What you need to do:
Write out the records word for word, from their start through the line holding "box: [409, 266, 442, 298]", that line included. Leave the pictures out.

*** Block opens ***

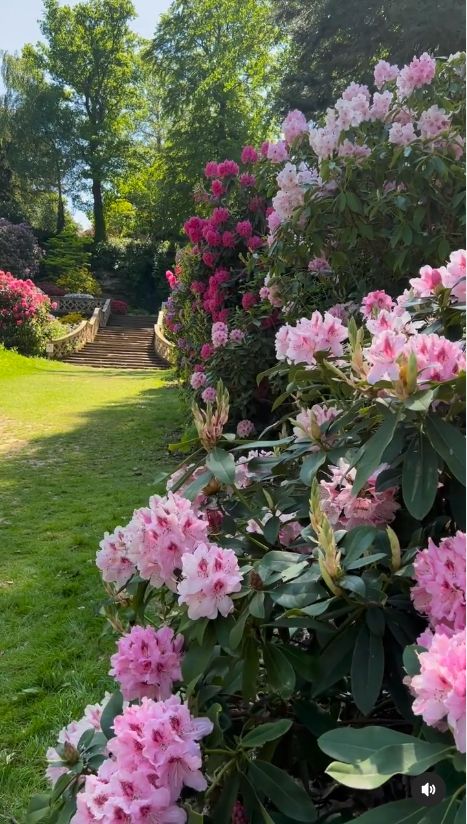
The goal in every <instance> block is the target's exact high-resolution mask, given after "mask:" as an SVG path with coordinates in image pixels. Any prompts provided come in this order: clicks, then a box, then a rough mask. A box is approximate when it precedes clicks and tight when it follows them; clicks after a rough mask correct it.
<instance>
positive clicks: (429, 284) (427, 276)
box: [409, 266, 442, 298]
mask: <svg viewBox="0 0 467 824" xmlns="http://www.w3.org/2000/svg"><path fill="white" fill-rule="evenodd" d="M409 283H410V285H411V287H412V289H413V290H414V294H415V295H416V296H417V297H420V298H428V297H431V296H432V295H433V294H434V292H435V291H436V289H438V287H439V286H441V285H442V283H441V272H440V270H439V269H433V268H432V267H431V266H422V268H421V269H420V277H419V278H411V279H410V280H409Z"/></svg>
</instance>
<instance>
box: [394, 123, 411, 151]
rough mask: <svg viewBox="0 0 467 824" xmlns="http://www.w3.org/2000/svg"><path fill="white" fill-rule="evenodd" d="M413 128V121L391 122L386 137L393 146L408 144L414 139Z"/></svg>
mask: <svg viewBox="0 0 467 824" xmlns="http://www.w3.org/2000/svg"><path fill="white" fill-rule="evenodd" d="M416 137H417V135H416V134H415V129H414V127H413V123H405V124H404V125H402V124H401V123H393V124H392V126H391V128H390V129H389V135H388V139H389V142H390V143H394V145H395V146H408V145H409V143H412V142H413V141H414V140H415V139H416Z"/></svg>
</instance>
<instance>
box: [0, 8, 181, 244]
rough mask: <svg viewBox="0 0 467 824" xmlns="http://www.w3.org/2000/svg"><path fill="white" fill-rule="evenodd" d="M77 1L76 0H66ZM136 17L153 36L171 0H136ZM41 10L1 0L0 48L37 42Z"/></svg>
mask: <svg viewBox="0 0 467 824" xmlns="http://www.w3.org/2000/svg"><path fill="white" fill-rule="evenodd" d="M67 2H68V4H70V5H74V2H75V0H67ZM133 3H134V6H135V8H136V13H137V17H136V18H135V20H133V22H132V28H133V29H134V31H136V32H137V33H138V34H140V35H141V36H142V37H152V35H153V34H154V29H155V27H156V23H157V20H158V18H159V15H160V14H161V12H163V11H166V9H168V7H169V6H170V3H171V0H133ZM41 14H42V0H0V21H1V23H0V51H9V52H15V51H21V49H22V47H23V46H24V44H25V43H35V42H36V41H37V40H39V39H40V37H41V32H40V29H39V23H38V20H39V18H40V17H41ZM74 217H75V219H76V220H77V221H78V222H79V223H80V224H81V225H82V226H83V228H86V227H87V226H89V221H88V220H87V218H86V215H84V214H83V213H82V212H76V213H74Z"/></svg>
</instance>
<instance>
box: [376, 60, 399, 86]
mask: <svg viewBox="0 0 467 824" xmlns="http://www.w3.org/2000/svg"><path fill="white" fill-rule="evenodd" d="M398 74H399V67H398V66H394V65H393V66H391V65H390V64H389V63H388V62H387V60H379V61H378V62H377V64H376V66H375V69H374V79H375V86H376V88H377V89H381V88H382V86H384V85H385V83H391V81H392V80H395V79H396V77H397V76H398Z"/></svg>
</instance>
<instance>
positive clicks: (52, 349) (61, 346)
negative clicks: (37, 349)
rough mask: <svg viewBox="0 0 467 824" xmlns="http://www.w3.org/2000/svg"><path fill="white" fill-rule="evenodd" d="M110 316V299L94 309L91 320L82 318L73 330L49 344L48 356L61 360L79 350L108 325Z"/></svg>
mask: <svg viewBox="0 0 467 824" xmlns="http://www.w3.org/2000/svg"><path fill="white" fill-rule="evenodd" d="M109 317H110V300H106V301H103V306H102V307H100V306H97V307H96V308H95V309H94V312H93V313H92V315H91V317H90V318H89V320H82V321H81V323H79V324H78V326H75V328H74V329H72V330H71V332H68V333H67V334H66V335H63V337H61V338H55V340H53V341H50V343H48V344H47V347H46V349H47V357H48V358H55V359H57V360H60V359H61V358H66V357H67V355H69V354H71V352H77V351H78V350H79V349H82V348H83V346H85V345H86V344H87V343H90V342H91V341H93V340H94V338H95V337H96V335H97V333H98V331H99V329H100V328H101V326H106V325H107V321H108V320H109Z"/></svg>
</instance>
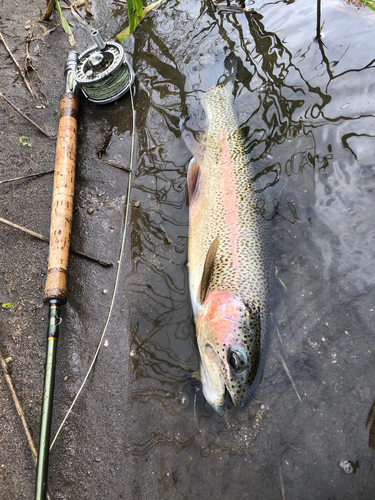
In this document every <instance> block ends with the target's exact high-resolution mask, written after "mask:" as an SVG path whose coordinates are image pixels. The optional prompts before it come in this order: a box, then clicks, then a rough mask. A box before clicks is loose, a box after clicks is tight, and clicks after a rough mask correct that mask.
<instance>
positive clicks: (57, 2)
mask: <svg viewBox="0 0 375 500" xmlns="http://www.w3.org/2000/svg"><path fill="white" fill-rule="evenodd" d="M55 5H56V9H57V12H58V14H59V18H60V22H61V26H62V27H63V28H64V31H65V33H67V35H68V36H69V42H70V45H71V46H73V45H75V43H76V41H75V40H74V36H73V33H72V30H71V29H70V26H69V24H68V22H67V20H66V19H65V17H64V16H63V13H62V10H61V4H60V0H55Z"/></svg>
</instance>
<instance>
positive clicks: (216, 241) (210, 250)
mask: <svg viewBox="0 0 375 500" xmlns="http://www.w3.org/2000/svg"><path fill="white" fill-rule="evenodd" d="M218 245H219V235H217V236H216V238H215V239H214V241H213V242H212V243H211V245H210V248H209V249H208V252H207V255H206V260H205V262H204V267H203V274H202V281H201V288H200V294H199V302H200V304H203V302H204V299H205V298H206V295H207V292H208V287H209V285H210V281H211V278H212V274H213V272H214V269H215V257H216V253H217V247H218Z"/></svg>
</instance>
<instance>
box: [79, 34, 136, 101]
mask: <svg viewBox="0 0 375 500" xmlns="http://www.w3.org/2000/svg"><path fill="white" fill-rule="evenodd" d="M91 34H92V36H93V37H94V39H95V42H96V45H93V46H92V47H89V48H88V49H87V50H85V51H84V52H82V54H80V55H79V56H78V60H77V65H76V67H75V69H74V72H73V78H74V80H75V82H76V83H77V85H78V87H79V88H80V89H81V91H82V93H83V95H84V96H85V97H86V98H87V99H88V100H89V101H91V102H94V103H96V104H107V103H109V102H113V101H116V100H117V99H119V98H120V97H121V96H122V95H124V94H125V93H126V92H127V91H128V90H129V89H130V87H131V85H132V84H133V82H134V77H135V76H134V72H133V69H132V67H131V66H130V64H129V63H128V62H127V60H126V55H125V52H124V49H123V48H122V47H121V45H120V44H118V43H116V42H105V41H104V40H103V38H102V36H101V35H100V33H99V31H97V30H95V31H92V33H91Z"/></svg>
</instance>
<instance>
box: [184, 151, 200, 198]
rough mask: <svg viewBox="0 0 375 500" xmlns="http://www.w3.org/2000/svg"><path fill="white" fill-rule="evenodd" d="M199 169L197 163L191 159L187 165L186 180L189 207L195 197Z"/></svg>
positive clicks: (198, 173) (196, 189) (196, 161)
mask: <svg viewBox="0 0 375 500" xmlns="http://www.w3.org/2000/svg"><path fill="white" fill-rule="evenodd" d="M200 169H201V168H200V166H199V164H198V162H197V161H196V160H195V159H194V158H192V159H191V161H190V163H189V170H188V179H187V183H188V194H189V205H190V206H191V204H192V203H193V201H194V197H195V195H196V194H197V190H198V182H199V172H200Z"/></svg>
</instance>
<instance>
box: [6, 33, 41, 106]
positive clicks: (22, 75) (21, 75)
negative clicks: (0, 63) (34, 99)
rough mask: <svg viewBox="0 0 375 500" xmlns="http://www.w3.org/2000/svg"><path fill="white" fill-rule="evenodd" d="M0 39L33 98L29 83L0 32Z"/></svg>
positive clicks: (33, 92) (28, 90)
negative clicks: (6, 49) (4, 46)
mask: <svg viewBox="0 0 375 500" xmlns="http://www.w3.org/2000/svg"><path fill="white" fill-rule="evenodd" d="M0 39H1V41H2V42H3V44H4V46H5V48H6V49H7V51H8V52H9V55H10V57H11V58H12V59H13V62H14V64H15V65H16V66H17V68H18V71H19V72H20V75H21V76H22V79H23V81H24V82H25V85H26V87H27V89H28V91H29V92H30V94H31V95H32V96H33V97H34V92H33V89H32V88H31V86H30V84H29V82H28V81H27V80H26V77H25V75H24V74H23V72H22V69H21V66H20V65H19V64H18V62H17V61H16V59H15V57H14V55H13V54H12V52H11V51H10V48H9V47H8V45H7V43H6V41H5V40H4V37H3V35H2V34H1V32H0Z"/></svg>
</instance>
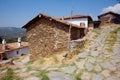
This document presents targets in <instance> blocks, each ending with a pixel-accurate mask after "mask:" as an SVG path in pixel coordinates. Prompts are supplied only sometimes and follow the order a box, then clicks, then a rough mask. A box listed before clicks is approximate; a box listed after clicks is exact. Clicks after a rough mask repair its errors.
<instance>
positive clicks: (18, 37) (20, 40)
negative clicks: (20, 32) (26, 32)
mask: <svg viewBox="0 0 120 80" xmlns="http://www.w3.org/2000/svg"><path fill="white" fill-rule="evenodd" d="M18 48H21V37H18Z"/></svg>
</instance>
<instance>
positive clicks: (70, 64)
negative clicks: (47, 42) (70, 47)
mask: <svg viewBox="0 0 120 80" xmlns="http://www.w3.org/2000/svg"><path fill="white" fill-rule="evenodd" d="M86 38H87V40H86V42H85V45H84V46H83V48H81V49H76V52H77V54H75V55H72V56H68V57H67V58H64V57H63V55H64V53H66V52H63V53H62V54H57V55H54V56H51V57H49V58H42V59H41V58H37V59H36V60H33V61H29V55H25V56H21V57H19V58H15V59H14V61H13V62H14V65H11V66H9V68H11V70H12V71H13V72H14V75H12V76H17V77H19V78H21V79H18V80H120V25H119V26H112V27H105V28H101V29H94V30H93V31H91V32H89V33H88V34H87V35H86ZM71 54H72V53H71ZM28 61H29V62H28ZM7 67H8V66H6V67H1V68H0V76H1V77H2V78H3V76H5V73H6V69H8V68H7ZM7 71H9V69H8V70H7ZM15 74H16V75H15ZM9 75H10V74H7V77H8V76H9Z"/></svg>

*** Block closes ***

Answer for this exercise:
The goal in every <instance> block is the target's exact high-resolution mask, given after "mask:" as an SVG path with coordinates in image pixels. Any prompts provided come in this order: clicks, then a box, then a rough mask. A box is approximate when it precedes clicks and tight when it follows them; clicks after a rough mask correct it.
<instance>
positive clicks: (429, 284) (427, 276)
box: [409, 266, 442, 298]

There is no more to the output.